Melanie T. Cushion, PhD
Melanie T. Cushion, PhD, is senior associate dean for research and professor in the Department of Internal Medicine, Division of Infectious Diseases, at the College of Medicine, and one of 50 Veterans Affairs (VA) senior research career scientists in
the country. She is an internationally recognized expert in the field of fungi, having researched fungal pathogens for more than 30 years.
Early in her career, Dr. Cushion began working with organisms referred to as Pneumocystis, the leading killer of patients with advanced HIV infection in the early years of the AIDS epidemic. At that time, these microbes were thought to be protozoans,
but her work with others in the college led to the discovery that they were actually fungal pathogens. She later initiated the Pneumocystis Genome Project, which helped to understand the metabolism and genetics of the fungus, and her laboratory was
the first to report Pneumocystis carinii possesses a linear mitochondrial genome.
Further work in her lab also showed that Pneumocystis were highly efficient in transmission of infection. Recent research by Dr. Cushion led to the identification of Pneumocystis sexual reproduction as a new drug target. Inhibition of this mode of reproduction
by the anti-fungal echinocandins resulted in prevention and eradication of Pneumocystis pneumonia, an entirely new paradigm.

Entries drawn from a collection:

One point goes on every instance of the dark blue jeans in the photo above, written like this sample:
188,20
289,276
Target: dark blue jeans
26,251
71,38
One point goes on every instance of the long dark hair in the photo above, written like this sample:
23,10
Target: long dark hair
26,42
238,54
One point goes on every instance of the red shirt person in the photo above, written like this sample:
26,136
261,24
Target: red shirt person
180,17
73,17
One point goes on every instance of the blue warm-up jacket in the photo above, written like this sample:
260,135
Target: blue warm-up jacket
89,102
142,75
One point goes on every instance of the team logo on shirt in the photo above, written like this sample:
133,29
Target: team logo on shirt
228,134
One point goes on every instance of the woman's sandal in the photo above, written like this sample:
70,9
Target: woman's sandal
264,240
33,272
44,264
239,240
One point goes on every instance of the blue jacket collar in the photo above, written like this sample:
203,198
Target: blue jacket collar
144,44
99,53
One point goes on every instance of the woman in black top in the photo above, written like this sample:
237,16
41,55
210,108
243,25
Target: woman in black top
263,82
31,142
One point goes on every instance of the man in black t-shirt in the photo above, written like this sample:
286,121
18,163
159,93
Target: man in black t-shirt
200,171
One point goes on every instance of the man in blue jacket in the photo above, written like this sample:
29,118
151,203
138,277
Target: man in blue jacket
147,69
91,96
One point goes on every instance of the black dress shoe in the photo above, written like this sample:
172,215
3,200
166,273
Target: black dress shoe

--

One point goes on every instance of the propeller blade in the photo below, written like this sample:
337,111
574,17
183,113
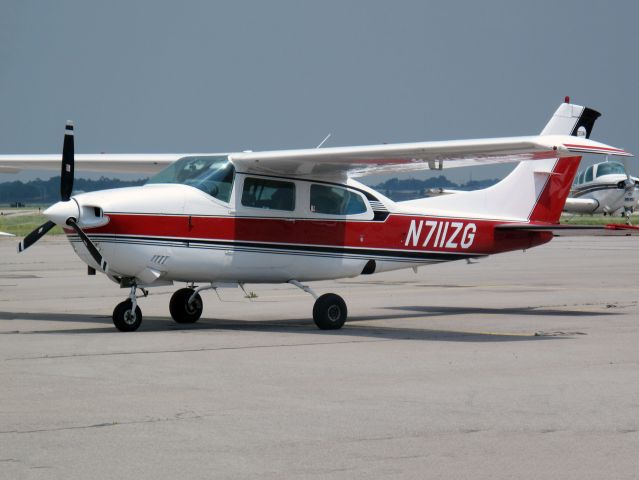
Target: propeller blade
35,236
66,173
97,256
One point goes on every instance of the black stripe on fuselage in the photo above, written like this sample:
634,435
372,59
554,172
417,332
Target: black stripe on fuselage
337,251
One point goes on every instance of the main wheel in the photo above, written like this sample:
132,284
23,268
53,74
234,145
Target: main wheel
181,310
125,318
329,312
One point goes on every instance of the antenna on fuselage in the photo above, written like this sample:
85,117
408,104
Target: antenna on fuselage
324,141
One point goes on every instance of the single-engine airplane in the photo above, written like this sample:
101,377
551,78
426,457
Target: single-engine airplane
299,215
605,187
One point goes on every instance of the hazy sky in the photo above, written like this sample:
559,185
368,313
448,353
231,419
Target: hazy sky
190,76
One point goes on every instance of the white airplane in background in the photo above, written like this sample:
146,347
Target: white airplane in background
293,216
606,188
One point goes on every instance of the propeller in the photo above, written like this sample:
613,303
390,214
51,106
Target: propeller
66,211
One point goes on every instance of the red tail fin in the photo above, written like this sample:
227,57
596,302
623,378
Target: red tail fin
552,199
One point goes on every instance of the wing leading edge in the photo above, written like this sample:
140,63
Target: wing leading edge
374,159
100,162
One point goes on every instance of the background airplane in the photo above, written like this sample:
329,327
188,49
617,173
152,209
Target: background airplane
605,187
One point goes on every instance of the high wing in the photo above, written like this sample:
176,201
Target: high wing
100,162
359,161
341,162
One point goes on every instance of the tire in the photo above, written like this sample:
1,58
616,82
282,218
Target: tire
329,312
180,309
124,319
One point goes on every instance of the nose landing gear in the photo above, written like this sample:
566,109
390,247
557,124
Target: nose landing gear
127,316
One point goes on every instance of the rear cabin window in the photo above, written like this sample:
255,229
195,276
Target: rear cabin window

---

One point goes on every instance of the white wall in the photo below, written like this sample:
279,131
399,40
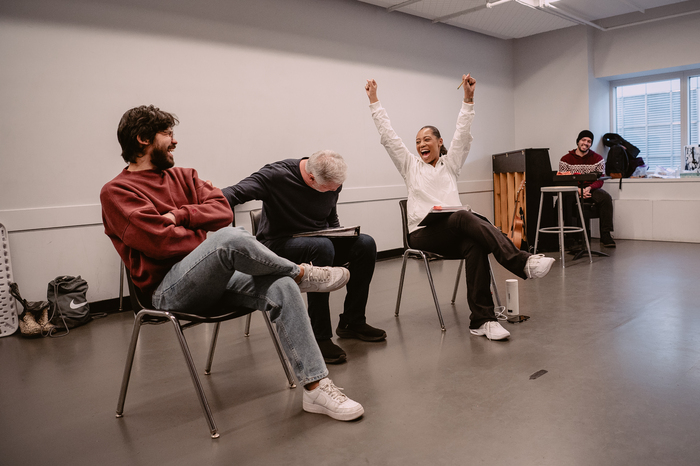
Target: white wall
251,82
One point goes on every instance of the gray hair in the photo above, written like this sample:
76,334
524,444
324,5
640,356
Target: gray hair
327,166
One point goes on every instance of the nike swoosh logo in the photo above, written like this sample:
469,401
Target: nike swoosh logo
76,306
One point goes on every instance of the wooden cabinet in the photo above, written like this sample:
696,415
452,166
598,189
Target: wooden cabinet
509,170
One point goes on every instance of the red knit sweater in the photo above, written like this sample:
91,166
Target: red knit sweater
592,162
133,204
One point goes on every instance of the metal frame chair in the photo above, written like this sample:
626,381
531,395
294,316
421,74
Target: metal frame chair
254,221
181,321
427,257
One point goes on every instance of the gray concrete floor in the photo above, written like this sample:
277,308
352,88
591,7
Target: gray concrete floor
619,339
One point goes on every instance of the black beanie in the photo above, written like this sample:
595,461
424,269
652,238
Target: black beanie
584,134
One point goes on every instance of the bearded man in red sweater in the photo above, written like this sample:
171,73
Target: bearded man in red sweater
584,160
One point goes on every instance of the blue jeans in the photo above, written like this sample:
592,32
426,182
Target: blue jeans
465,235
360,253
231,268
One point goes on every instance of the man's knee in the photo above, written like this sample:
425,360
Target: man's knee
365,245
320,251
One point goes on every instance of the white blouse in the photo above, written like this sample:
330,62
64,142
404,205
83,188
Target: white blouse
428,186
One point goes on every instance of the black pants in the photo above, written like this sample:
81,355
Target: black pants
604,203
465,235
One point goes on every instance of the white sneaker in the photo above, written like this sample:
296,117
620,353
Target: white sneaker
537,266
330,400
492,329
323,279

Tasks
1. Answer these from the profile of Melanie T. Cushion:
(a) For how many years has she researched fungal pathogens?
(b) What were the organisms referred to as Pneumocystis thought to be at the time she began working with them?
(c) Which anti-fungal agents inhibited Pneumocystis sexual reproduction?
2. Quote the profile of Melanie T. Cushion from "Further work in" up to and including "entirely new paradigm.".
3. Write what comes next in the profile of Melanie T. Cushion, starting after its last sentence.

Expected responses
1.
(a) More than 30 years
(b) Protozoans
(c) The echinocandins

2.
Further work in her lab also showed that Pneumocystis were highly efficient in transmission of infection. Recent research by Dr. Cushion led to the identification of Pneumocystis sexual reproduction as a new drug target. Inhibition of this mode of reproduction
by the anti-fungal echinocandins resulted in prevention and eradication of Pneumocystis pneumonia, an entirely new paradigm.

3.
Dr. Cushion’s research program has been funded since 1987 through more than $30 million in grants from the VA, National Institutes of Health and National Science Foundation. She is a member of the Joint Program Committee-2 (JPC-2), the advisory
body to the JPC-2 Chair for the Defense Health Program Military Infectious Diseases Research Program, and is a fellow of the American Academy of Microbiology and of the Hedwig van Ameringen Executive Leadership in Academic Medicine® (ELAM) Program.
As senior associate dean since 2013, Dr. Cushion has established several internal grant programs, grant pre-review workshops and training sessions, symposia and recognition awards for College of Medicine research faculty and staff. She has mentored and
trained numerous graduate students, junior faculty, postdoctoral and infectious diseases fellows. In 2017, she was honored with the Antimicrobial Research Award from the American Society for Microbiology.